▶ [What is asked]: Could you repeat, word for word, every line from the one containing "Where can you spot the plaid" through the final line of the records below, and nothing else?
#####
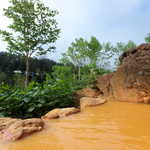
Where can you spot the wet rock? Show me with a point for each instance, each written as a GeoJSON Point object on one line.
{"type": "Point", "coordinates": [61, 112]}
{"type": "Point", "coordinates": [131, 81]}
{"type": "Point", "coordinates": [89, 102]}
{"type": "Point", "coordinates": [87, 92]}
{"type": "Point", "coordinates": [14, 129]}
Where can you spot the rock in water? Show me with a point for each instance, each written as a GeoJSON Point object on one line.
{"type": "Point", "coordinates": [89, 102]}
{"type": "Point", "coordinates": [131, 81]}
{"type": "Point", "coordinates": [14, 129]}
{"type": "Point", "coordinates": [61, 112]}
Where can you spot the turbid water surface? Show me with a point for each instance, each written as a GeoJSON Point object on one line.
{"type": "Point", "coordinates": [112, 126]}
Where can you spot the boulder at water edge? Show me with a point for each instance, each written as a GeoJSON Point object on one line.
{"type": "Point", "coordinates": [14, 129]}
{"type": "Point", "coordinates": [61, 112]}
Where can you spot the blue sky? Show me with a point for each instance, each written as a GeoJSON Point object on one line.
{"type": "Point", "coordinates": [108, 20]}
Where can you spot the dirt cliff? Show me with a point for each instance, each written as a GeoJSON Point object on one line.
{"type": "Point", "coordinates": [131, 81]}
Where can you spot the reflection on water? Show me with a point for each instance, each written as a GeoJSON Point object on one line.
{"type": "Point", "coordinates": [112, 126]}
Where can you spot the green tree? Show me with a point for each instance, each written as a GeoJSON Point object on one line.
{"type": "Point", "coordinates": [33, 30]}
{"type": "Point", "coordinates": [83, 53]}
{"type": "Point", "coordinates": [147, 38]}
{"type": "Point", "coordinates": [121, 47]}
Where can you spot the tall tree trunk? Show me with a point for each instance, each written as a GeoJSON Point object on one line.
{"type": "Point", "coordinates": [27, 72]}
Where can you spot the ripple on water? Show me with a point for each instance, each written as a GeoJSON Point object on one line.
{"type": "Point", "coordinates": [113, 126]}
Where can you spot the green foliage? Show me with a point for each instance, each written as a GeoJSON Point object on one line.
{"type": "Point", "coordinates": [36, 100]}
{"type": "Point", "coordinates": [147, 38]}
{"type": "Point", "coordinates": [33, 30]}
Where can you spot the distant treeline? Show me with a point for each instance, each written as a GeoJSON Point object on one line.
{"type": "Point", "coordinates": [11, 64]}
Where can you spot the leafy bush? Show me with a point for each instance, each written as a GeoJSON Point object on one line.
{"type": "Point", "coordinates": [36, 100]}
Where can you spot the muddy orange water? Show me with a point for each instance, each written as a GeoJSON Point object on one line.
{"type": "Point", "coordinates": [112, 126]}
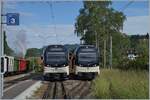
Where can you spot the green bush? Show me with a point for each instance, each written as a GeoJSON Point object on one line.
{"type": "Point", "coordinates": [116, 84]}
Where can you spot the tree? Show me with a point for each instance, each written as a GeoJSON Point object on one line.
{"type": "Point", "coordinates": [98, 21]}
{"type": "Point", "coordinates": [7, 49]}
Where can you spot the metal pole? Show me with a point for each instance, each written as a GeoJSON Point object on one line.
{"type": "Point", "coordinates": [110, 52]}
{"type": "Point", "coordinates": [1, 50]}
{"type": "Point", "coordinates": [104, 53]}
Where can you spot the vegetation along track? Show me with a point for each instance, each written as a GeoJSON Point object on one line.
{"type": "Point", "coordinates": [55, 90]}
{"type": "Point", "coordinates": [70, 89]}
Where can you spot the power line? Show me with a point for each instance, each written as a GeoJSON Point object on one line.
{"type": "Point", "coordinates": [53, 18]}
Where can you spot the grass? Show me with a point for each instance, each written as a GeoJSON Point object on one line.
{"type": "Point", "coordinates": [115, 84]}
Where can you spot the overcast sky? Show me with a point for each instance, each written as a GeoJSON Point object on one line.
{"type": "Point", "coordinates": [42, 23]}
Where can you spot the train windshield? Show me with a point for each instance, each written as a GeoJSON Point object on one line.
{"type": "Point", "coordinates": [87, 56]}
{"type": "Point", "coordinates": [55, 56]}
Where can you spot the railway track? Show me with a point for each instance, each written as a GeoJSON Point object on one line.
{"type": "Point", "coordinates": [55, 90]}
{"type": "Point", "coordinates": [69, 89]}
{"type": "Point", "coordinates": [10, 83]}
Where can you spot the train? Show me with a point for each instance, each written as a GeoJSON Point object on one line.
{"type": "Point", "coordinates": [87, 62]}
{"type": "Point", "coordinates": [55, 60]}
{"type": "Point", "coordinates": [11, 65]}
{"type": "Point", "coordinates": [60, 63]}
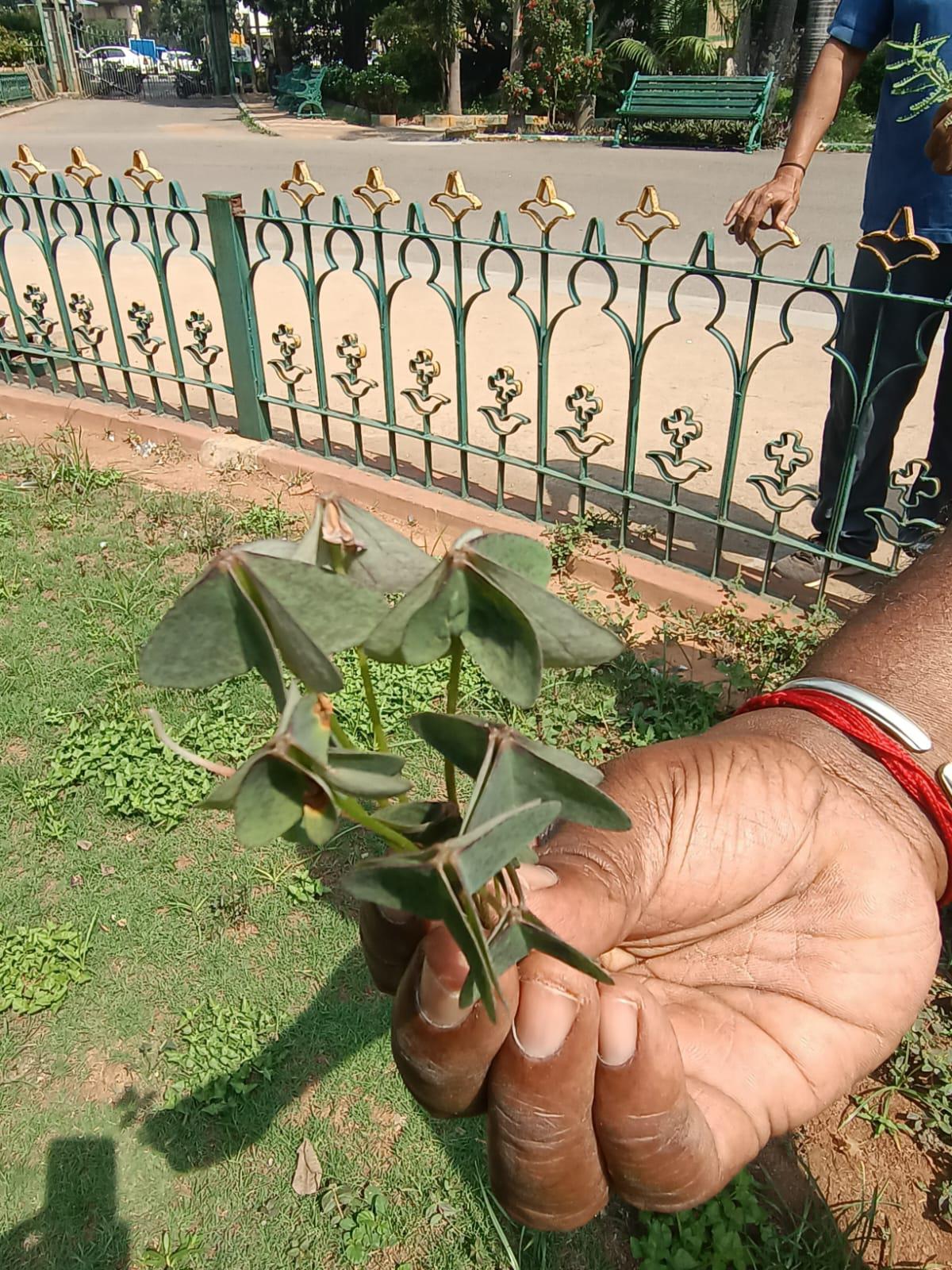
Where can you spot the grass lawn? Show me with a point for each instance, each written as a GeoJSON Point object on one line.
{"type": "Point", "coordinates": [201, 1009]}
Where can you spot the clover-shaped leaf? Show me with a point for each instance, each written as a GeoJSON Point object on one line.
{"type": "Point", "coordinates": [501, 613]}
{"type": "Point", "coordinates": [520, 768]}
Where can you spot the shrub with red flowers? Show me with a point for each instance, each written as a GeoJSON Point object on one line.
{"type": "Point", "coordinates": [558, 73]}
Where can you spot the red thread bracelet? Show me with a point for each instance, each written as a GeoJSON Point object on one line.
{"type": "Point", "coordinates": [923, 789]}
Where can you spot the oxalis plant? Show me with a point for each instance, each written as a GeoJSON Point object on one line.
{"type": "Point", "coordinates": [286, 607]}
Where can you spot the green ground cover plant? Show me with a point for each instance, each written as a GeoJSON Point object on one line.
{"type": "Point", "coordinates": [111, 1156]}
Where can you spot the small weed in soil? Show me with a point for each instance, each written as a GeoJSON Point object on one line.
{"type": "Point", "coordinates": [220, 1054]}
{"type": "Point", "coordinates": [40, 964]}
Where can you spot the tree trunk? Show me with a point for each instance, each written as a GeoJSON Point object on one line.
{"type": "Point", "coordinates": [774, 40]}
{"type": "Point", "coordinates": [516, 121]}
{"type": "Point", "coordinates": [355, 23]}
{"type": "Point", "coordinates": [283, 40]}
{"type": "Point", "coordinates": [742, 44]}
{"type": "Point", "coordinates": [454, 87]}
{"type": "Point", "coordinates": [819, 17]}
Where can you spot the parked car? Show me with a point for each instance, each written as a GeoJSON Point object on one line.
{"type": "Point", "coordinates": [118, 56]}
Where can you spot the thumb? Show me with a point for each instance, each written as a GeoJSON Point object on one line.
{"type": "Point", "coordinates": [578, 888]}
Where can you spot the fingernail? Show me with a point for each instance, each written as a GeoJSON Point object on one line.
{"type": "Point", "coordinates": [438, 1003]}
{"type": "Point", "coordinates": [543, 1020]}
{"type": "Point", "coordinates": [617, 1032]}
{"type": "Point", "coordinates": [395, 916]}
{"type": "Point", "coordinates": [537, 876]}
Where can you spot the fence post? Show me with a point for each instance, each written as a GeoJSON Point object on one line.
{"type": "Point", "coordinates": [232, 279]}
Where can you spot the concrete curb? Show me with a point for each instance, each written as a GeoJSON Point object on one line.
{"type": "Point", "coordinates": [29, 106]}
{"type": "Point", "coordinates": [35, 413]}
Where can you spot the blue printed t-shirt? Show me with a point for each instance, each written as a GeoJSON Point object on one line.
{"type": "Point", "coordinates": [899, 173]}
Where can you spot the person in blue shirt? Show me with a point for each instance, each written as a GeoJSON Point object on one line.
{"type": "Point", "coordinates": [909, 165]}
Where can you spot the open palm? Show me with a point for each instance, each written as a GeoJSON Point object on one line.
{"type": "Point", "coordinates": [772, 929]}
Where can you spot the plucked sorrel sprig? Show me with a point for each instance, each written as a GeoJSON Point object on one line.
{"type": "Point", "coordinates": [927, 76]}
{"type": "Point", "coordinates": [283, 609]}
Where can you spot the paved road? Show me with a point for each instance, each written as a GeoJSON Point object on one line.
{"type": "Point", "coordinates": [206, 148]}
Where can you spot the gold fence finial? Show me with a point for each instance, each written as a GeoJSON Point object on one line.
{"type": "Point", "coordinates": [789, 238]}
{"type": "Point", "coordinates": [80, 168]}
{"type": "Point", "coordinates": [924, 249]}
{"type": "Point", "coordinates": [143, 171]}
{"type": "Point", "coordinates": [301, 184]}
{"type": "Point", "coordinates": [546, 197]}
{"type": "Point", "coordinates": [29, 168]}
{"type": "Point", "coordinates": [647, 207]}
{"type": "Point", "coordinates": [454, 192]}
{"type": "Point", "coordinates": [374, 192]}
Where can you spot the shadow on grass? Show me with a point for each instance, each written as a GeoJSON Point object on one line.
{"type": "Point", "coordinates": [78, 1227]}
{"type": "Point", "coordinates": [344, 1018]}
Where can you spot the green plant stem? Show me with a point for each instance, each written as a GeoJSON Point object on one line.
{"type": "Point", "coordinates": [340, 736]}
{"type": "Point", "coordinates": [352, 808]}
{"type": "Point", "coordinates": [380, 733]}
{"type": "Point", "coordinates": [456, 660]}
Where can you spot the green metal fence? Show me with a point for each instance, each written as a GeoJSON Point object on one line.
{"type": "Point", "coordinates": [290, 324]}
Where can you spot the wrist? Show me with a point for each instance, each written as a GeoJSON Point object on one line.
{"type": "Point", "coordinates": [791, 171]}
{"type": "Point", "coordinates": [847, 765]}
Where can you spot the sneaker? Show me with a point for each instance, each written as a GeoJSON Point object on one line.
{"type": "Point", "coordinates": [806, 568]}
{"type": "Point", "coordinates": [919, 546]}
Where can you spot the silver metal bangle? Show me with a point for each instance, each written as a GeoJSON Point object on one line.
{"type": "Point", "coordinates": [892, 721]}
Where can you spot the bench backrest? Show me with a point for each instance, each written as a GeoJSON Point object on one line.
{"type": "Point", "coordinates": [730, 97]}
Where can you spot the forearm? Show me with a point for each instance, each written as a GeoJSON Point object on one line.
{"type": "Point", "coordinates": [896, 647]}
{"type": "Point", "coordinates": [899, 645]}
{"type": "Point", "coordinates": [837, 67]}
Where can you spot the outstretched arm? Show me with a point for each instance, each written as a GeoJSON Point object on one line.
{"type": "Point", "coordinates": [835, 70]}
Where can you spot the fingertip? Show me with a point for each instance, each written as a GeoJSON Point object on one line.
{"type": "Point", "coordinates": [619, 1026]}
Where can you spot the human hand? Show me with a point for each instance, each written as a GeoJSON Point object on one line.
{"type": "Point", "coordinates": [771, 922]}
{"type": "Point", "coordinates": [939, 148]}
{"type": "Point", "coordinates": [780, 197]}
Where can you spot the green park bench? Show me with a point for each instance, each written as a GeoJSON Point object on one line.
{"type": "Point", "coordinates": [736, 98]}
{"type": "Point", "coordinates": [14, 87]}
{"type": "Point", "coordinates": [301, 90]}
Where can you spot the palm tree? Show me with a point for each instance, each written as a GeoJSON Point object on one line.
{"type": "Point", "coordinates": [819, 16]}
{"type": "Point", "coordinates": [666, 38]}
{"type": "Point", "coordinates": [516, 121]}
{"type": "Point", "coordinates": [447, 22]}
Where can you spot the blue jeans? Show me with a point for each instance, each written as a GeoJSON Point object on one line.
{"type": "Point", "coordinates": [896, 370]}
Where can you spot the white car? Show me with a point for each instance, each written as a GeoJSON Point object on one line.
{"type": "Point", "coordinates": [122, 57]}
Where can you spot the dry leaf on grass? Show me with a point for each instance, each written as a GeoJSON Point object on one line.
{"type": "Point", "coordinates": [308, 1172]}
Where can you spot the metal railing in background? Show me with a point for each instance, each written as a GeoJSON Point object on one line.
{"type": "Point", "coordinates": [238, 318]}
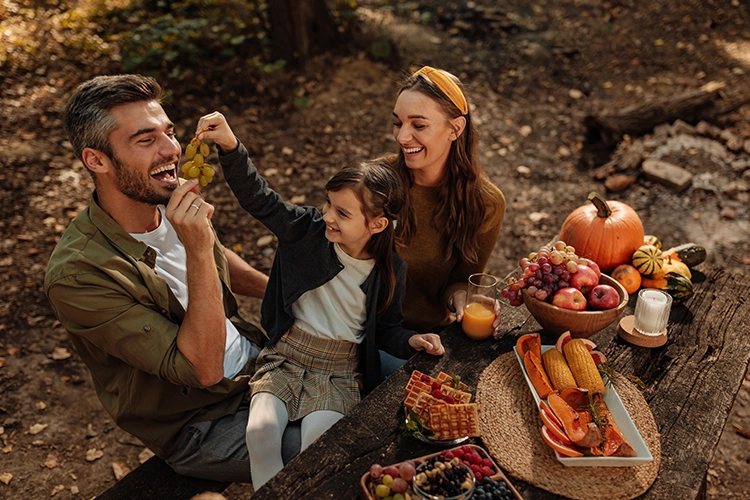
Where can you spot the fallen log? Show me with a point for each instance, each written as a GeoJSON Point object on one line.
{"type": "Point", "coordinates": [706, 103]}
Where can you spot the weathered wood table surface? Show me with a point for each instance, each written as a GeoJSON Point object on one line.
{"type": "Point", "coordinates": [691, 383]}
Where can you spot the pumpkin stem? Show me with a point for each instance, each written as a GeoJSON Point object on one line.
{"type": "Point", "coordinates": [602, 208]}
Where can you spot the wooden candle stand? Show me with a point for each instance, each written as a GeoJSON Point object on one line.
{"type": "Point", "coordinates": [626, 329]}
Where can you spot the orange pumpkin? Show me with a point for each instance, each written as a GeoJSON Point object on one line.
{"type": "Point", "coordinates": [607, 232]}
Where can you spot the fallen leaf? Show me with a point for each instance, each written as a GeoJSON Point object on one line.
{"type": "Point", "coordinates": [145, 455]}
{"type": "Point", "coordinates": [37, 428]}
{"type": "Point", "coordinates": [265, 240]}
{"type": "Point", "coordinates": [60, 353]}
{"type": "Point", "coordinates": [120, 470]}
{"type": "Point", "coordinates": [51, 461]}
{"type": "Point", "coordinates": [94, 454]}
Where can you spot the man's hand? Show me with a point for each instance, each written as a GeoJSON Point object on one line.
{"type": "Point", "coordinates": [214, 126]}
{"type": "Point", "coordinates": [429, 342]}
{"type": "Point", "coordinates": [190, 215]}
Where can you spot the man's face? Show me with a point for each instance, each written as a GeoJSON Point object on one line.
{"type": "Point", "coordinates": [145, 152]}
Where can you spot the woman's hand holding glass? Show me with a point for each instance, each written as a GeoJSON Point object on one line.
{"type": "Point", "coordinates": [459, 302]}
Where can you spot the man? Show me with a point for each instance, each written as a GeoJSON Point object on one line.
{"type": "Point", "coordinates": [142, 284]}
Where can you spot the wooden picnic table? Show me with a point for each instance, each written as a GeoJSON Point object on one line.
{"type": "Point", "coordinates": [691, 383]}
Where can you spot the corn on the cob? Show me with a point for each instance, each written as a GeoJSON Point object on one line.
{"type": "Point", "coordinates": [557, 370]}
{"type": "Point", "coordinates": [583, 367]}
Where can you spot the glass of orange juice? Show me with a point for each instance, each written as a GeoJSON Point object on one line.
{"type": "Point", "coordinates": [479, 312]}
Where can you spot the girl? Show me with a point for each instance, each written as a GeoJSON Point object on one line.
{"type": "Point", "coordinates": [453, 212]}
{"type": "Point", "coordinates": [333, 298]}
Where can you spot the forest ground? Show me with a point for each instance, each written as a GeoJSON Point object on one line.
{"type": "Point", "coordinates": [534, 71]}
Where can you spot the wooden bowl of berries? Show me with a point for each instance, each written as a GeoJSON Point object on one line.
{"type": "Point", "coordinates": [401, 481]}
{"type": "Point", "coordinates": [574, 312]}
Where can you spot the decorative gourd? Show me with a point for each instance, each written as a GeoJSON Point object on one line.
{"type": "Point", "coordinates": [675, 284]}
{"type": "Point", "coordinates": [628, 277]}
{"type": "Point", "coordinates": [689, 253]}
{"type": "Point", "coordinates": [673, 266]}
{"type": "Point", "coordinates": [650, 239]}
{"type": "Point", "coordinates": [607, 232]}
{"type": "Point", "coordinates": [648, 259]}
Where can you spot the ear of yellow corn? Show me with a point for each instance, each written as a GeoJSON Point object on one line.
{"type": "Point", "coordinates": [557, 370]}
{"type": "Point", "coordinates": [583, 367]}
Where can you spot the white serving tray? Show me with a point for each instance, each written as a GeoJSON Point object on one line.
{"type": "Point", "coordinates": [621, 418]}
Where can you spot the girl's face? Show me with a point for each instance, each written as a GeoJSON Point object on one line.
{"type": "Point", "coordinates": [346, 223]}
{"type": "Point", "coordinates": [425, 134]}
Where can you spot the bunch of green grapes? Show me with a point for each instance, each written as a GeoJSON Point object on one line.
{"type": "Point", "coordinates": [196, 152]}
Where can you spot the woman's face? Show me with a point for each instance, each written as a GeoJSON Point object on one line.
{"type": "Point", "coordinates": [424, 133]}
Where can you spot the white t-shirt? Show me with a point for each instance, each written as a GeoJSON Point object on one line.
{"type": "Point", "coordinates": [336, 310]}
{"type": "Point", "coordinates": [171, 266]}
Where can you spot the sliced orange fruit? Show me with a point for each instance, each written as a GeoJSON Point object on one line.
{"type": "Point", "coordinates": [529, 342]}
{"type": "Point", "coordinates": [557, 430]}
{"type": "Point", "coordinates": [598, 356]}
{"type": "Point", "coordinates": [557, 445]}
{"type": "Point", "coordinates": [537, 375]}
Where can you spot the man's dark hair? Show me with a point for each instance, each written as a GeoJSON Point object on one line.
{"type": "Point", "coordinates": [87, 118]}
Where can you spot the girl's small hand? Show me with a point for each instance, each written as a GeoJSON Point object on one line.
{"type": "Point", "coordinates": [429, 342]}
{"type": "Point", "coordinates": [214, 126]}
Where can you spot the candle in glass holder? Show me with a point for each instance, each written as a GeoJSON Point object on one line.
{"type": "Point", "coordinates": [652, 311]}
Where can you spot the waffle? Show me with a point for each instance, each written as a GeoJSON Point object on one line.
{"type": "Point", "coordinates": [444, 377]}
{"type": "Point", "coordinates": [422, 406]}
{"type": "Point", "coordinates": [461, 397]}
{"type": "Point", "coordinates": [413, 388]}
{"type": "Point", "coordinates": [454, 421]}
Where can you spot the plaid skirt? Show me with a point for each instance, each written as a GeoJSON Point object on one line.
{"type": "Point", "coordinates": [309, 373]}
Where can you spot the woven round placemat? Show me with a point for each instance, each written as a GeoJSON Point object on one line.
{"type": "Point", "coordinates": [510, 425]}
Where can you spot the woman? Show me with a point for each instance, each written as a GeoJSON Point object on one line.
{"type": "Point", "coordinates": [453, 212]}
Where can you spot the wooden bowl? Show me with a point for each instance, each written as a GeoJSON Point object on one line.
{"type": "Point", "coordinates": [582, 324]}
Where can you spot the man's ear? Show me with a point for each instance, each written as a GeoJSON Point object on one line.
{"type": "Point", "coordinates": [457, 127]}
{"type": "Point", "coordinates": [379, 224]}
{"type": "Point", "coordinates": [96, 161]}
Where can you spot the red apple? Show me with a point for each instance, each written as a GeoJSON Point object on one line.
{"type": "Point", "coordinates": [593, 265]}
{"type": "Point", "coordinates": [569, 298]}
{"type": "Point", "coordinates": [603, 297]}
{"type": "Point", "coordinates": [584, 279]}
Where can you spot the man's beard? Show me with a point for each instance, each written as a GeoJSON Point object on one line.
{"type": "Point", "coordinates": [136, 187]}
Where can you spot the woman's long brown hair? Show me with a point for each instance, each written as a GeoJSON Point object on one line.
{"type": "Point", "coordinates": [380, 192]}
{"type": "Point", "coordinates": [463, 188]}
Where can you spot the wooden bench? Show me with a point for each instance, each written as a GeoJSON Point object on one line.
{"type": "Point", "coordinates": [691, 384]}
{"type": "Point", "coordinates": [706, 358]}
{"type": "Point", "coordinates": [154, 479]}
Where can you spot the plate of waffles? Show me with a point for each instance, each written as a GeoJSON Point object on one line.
#####
▶ [Exercise solution]:
Where can you spot the plaid skirt? Show me with a point for each instance, each written as a GeoJSON Point object on one line.
{"type": "Point", "coordinates": [309, 373]}
Where can you spot the woven round placemat? Show me with a point for each instance, each written as a GeoJSON Point object on one line.
{"type": "Point", "coordinates": [510, 425]}
Where can you spot the woman? Show me with a point for each instance, each written as a GeoJSON Point object on one line.
{"type": "Point", "coordinates": [453, 212]}
Where can you spot the wooden bowl? Show me with a point for each instance, each written as a GeoJSON Point object on one line.
{"type": "Point", "coordinates": [582, 324]}
Where can you spot the man's ear? Show me with a point for each instance, each written as a GeoJSON Point object on one line.
{"type": "Point", "coordinates": [457, 127]}
{"type": "Point", "coordinates": [379, 224]}
{"type": "Point", "coordinates": [96, 161]}
Where can you spot the red apple? Show me with a point for each instance, each written as a GeoJSON Point object on one line.
{"type": "Point", "coordinates": [593, 265]}
{"type": "Point", "coordinates": [569, 298]}
{"type": "Point", "coordinates": [603, 297]}
{"type": "Point", "coordinates": [584, 279]}
Where can you spot the man's beard? Show me with a point for each instance, each written as a GeoJSON Point object on one line.
{"type": "Point", "coordinates": [136, 187]}
Where can you spot the woman's long brown hair? Show me with a point for each instance, each written as a GeoJSON Point object on one line.
{"type": "Point", "coordinates": [380, 192]}
{"type": "Point", "coordinates": [463, 188]}
Where can you spot the wooden bench? Show me with a point for each instance, each written as a GeoJSON Point object on one line.
{"type": "Point", "coordinates": [691, 384]}
{"type": "Point", "coordinates": [706, 358]}
{"type": "Point", "coordinates": [154, 479]}
Where can you spot the plate of waffles? Show me with a point for each instance, each written as a GeoJSON Point object on one line.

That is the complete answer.